>> start Input data

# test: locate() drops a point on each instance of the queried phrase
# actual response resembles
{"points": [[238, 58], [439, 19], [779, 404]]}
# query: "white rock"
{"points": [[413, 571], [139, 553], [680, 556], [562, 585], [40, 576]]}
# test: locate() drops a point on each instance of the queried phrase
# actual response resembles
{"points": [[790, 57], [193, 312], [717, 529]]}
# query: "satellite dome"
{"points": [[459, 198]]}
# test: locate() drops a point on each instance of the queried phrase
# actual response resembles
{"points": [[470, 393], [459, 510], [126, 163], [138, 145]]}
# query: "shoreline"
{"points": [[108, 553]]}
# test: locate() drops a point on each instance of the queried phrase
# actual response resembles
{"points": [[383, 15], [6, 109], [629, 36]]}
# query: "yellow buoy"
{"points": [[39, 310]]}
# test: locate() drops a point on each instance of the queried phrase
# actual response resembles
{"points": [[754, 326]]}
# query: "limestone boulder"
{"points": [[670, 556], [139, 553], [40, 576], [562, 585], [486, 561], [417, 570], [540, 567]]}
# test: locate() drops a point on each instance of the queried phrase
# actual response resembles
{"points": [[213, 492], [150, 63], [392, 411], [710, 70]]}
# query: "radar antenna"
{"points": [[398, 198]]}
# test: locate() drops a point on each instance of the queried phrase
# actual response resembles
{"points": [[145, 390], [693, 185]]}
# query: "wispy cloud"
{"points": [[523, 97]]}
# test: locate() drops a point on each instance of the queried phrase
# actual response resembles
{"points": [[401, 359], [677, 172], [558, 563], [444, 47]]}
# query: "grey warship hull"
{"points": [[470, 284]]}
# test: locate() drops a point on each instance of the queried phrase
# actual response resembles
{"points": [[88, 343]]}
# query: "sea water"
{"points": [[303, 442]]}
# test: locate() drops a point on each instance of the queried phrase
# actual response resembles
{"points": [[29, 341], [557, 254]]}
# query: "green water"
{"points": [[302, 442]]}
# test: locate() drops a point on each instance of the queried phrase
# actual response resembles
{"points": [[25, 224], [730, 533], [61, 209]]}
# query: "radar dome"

>> end Input data

== Exercise directions ==
Write out every line from the records above, word for word.

== Answer to the exercise ==
# test: locate() drops a point on each instance of the queried phrase
# actual response resembles
{"points": [[238, 58], [439, 19], [779, 404]]}
# query: "white rock"
{"points": [[413, 571], [139, 553], [680, 556], [562, 585], [40, 576]]}
# test: locate() drops a point on each instance of the queried phrase
# actual response resembles
{"points": [[790, 57], [193, 312], [717, 529]]}
# query: "satellite dome"
{"points": [[459, 198]]}
# test: locate() drops a point on each instance of the queried phrase
# actual response resembles
{"points": [[470, 393], [459, 510], [126, 163], [138, 145]]}
# query: "shoreline"
{"points": [[108, 553]]}
# test: locate() drops a point on each instance of the queried phrase
# actual response resembles
{"points": [[383, 15], [6, 109], [629, 36]]}
# query: "yellow buoy"
{"points": [[39, 310]]}
# test: locate() drops a point on each instance of the queried phrase
# actual response resembles
{"points": [[754, 326]]}
# query: "limestone boulder"
{"points": [[670, 556], [139, 553], [40, 576], [562, 585], [486, 561], [417, 570], [540, 567]]}
# test: locate() drops a point on each instance of the queried phrase
# actual response resembles
{"points": [[213, 492], [150, 63], [392, 411], [710, 70]]}
# query: "radar antenna"
{"points": [[398, 198]]}
# test: locate() drops a point on each instance of the queried phrase
# actual response resembles
{"points": [[145, 390], [693, 185]]}
# query: "wispy cloud"
{"points": [[523, 97]]}
# test: locate() drops a point on each instance of the queried phrase
# actual response resembles
{"points": [[401, 359], [677, 172], [558, 563], [444, 47]]}
# query: "grey warship hull"
{"points": [[470, 284]]}
# test: locate() drops a point on each instance of the queried phrase
# actual response resembles
{"points": [[88, 343]]}
# query: "sea water"
{"points": [[303, 442]]}
# test: locate() drops a point on each instance of the queried phrase
# actual response resembles
{"points": [[29, 341], [557, 254]]}
# query: "green water"
{"points": [[302, 442]]}
# test: locate() drops a point on each instance of the queried phrase
# actual response resembles
{"points": [[25, 224], [730, 533], [61, 209]]}
# query: "radar dome"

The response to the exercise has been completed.